When reviewing this information, please be aware that many changes to the law surrounding DWI prosecutions over the past several years. As a result, much of this new legislation has not been reviewed by the courts. Therefore, our legal advice on these topics may change as the justice system provides us with guidance on the new areas of law.
Discussed below are several of the most commonly asked questions and concerns that arise in DWI cases. Please review this information, along with the accompanying Chart so that you have a better understanding of your case and the penalties that could be imposed should there be a conviction under any section of VTL § 1192. Please keep in mind that this is only a summary of several frequently encountered topics in a DWI case. Feel free to call us with more specific questions or print this page out and bring it with to your first meeting.
NEW LICENSE regulations for multiple offenders
As of September 2012
*All re-licensing will require “lifetime” reviews of the driving record.
**Serious Driving Offense- 20 points on license in 25 years, 2+ five point driving convictions, fatal crash, driving-related penal law conviction.
FAQs and Info
If you submitted to a chemical test of your blood (the most common method being a breath test) and “scored” .08 BAC or more, you license shall be suspended at arraignment.
If you had a valid driver’s license prior to the suspension pending prosecution and did not have a prior conviction for Driving While Intoxicated or Impaired, or complete the Drinking Driver Program within the proceeding five (5) years, you may be eligible for a conditional license after the expiration of 30 days. The conditional license will be issued by the Department of Motor Vehicles. Please discuss this issue with me should you have any questions.
Sometimes a driver may be eligible for a hardship license. The court which conducts your arraignment will decide your eligibility for this limited license. To be eligible, the court must determine that you will be subject to “extreme hardship” without this license. NY VTL § 1193(e)(7)e defines “extreme hardship” as:
...the inability to obtain alternative means of travel to or from the licensee‘s employment, or to or from necessary medical treatment for the licensee or a member of the licensee‘s household, or if the licensee is a matriculating student enrolled in an accredited school, college or university travel to or from such licensee‘s school, college or university if such travel is necessary for the completion of the educational degree or certificate.
This license only allows the driver to operate their vehicle to and from their place of employment. It does not allow a driver to operate a vehicle for work.
A. The Drinking Driver Program (NY VTL § 1196)
If this is your first alcohol-related arrest, and you are convicted of either DWI or DWAI, then you are eligible to participate in the New York State Drinking Driver Program (DDP). This program consists of weekly classes for approximately seven weeks and involves a total of approximately fifteen (15) classroom hours. The cost to enroll in the DDP is approximately $225.00.

(Spatial localization data)
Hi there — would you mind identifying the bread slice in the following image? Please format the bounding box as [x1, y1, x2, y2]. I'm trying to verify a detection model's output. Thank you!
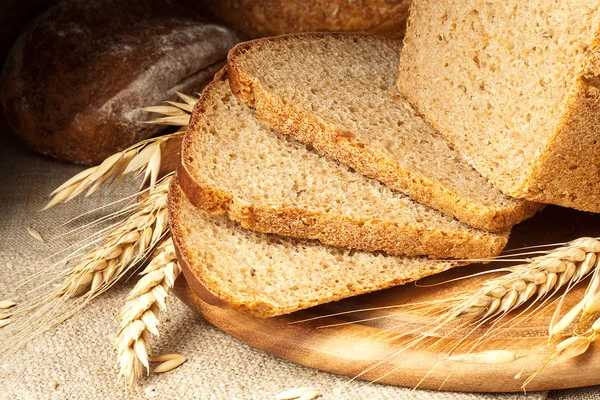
[169, 178, 464, 317]
[178, 72, 508, 258]
[228, 34, 539, 232]
[398, 0, 600, 212]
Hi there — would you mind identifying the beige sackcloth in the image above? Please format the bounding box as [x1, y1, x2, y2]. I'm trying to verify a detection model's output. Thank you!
[0, 122, 600, 400]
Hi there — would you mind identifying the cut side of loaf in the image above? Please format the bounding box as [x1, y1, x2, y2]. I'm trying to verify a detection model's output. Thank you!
[398, 0, 600, 212]
[178, 72, 508, 258]
[169, 179, 464, 317]
[228, 34, 539, 232]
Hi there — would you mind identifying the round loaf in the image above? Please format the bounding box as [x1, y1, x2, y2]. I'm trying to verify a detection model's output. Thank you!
[0, 0, 239, 164]
[199, 0, 411, 39]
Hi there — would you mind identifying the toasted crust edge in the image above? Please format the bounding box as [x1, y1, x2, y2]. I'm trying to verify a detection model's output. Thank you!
[227, 33, 541, 232]
[168, 177, 468, 318]
[178, 70, 508, 259]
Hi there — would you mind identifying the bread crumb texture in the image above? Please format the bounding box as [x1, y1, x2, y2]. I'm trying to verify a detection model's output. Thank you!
[169, 179, 459, 317]
[398, 0, 600, 212]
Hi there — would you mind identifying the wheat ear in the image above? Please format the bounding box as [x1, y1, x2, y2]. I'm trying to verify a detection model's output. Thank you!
[42, 132, 183, 210]
[43, 92, 198, 210]
[115, 238, 181, 385]
[60, 177, 171, 296]
[454, 237, 600, 322]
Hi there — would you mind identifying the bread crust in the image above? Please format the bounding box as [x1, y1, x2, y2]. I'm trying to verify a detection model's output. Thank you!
[168, 177, 467, 318]
[199, 0, 411, 39]
[178, 70, 508, 258]
[398, 1, 600, 213]
[514, 69, 600, 213]
[228, 34, 541, 232]
[0, 0, 238, 164]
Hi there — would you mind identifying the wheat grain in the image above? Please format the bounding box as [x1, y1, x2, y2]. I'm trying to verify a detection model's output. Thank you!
[27, 226, 46, 243]
[60, 177, 170, 296]
[455, 237, 600, 319]
[0, 300, 17, 310]
[275, 388, 320, 400]
[43, 132, 183, 210]
[115, 238, 180, 385]
[148, 353, 183, 362]
[154, 356, 187, 373]
[43, 92, 197, 210]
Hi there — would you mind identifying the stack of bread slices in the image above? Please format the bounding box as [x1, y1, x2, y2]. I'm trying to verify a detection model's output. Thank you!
[169, 34, 541, 317]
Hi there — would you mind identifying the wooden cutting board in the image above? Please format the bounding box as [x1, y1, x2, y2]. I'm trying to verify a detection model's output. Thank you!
[176, 202, 600, 392]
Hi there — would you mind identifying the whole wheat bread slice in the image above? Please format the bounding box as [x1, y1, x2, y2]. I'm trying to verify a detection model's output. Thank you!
[169, 179, 464, 317]
[398, 0, 600, 212]
[228, 34, 539, 232]
[178, 72, 508, 258]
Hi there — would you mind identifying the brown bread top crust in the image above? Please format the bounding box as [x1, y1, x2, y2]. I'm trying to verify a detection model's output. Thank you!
[398, 0, 600, 212]
[228, 33, 540, 232]
[199, 0, 410, 39]
[169, 178, 466, 318]
[178, 71, 508, 258]
[0, 0, 238, 164]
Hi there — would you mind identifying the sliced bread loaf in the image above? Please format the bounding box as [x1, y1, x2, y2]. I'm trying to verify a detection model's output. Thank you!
[228, 34, 539, 232]
[178, 72, 508, 258]
[169, 179, 459, 317]
[398, 0, 600, 212]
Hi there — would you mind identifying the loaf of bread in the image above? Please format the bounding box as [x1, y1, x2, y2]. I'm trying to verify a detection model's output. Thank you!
[228, 34, 539, 232]
[178, 72, 508, 258]
[199, 0, 410, 39]
[169, 179, 464, 317]
[398, 0, 600, 212]
[0, 0, 238, 163]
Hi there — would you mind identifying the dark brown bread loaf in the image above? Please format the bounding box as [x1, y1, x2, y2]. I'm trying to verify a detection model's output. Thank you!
[0, 0, 238, 163]
[199, 0, 411, 39]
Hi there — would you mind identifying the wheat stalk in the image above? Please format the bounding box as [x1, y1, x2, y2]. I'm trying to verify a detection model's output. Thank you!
[59, 177, 171, 296]
[455, 237, 600, 322]
[43, 92, 197, 210]
[42, 132, 183, 210]
[115, 238, 180, 385]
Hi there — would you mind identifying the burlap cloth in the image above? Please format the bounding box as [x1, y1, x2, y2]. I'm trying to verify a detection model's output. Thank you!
[0, 124, 600, 399]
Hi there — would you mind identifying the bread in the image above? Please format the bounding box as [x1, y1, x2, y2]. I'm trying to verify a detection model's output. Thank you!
[199, 0, 410, 38]
[398, 0, 600, 212]
[169, 179, 464, 317]
[228, 34, 539, 232]
[178, 72, 508, 258]
[0, 0, 243, 164]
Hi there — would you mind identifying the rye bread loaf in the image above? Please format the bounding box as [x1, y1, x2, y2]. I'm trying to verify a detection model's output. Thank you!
[169, 179, 464, 317]
[0, 0, 238, 163]
[178, 71, 508, 258]
[199, 0, 410, 39]
[398, 0, 600, 212]
[228, 34, 539, 232]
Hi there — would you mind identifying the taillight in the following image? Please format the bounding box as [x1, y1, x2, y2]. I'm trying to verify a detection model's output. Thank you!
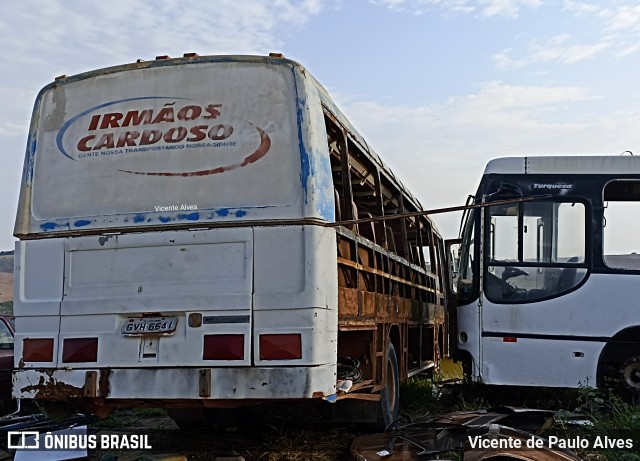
[22, 338, 53, 362]
[62, 338, 98, 363]
[260, 333, 302, 360]
[202, 335, 244, 360]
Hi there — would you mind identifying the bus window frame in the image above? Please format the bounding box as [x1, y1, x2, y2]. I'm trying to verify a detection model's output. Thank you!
[482, 196, 593, 305]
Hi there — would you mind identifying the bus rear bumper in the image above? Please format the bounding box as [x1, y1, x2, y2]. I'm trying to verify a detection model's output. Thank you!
[13, 365, 336, 400]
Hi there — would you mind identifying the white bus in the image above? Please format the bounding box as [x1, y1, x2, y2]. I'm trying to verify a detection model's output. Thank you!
[456, 156, 640, 394]
[13, 54, 447, 423]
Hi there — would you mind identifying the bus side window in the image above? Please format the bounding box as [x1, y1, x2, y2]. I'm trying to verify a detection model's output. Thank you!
[602, 180, 640, 270]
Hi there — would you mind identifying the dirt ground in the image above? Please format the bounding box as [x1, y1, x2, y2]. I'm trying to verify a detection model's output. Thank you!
[90, 402, 362, 461]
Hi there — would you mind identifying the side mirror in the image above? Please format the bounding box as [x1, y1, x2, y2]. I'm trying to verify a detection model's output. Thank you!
[445, 239, 462, 293]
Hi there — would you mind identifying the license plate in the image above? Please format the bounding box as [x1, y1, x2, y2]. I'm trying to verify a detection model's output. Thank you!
[121, 317, 178, 336]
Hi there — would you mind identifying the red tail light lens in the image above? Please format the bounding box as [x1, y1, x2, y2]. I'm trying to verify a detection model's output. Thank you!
[202, 335, 244, 360]
[62, 338, 98, 363]
[22, 338, 53, 362]
[260, 333, 302, 360]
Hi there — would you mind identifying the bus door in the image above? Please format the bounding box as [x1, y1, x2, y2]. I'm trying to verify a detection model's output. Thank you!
[480, 198, 588, 386]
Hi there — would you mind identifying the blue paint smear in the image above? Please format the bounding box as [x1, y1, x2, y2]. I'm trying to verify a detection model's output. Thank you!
[178, 213, 200, 221]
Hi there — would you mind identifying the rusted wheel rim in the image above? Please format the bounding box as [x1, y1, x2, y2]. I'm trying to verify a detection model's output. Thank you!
[620, 357, 640, 392]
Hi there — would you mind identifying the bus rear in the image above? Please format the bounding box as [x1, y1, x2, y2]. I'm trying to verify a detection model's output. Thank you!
[13, 56, 337, 414]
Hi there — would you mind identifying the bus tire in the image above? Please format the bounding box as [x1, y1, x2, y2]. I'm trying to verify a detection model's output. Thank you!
[379, 340, 400, 428]
[619, 354, 640, 397]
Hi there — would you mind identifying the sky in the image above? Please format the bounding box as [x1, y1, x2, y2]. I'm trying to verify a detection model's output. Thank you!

▶ TASK TO COMPLETE:
Translate into Spanish this sentence from the DWI excerpt: "The court which conducts your arraignment will decide your eligibility for this limited license."

▶ FINISHED EXERCISE:
El tribunal que lleve a cabo su lectura de cargos decidirá si usted reúne los requisitos para esta licencia limitada.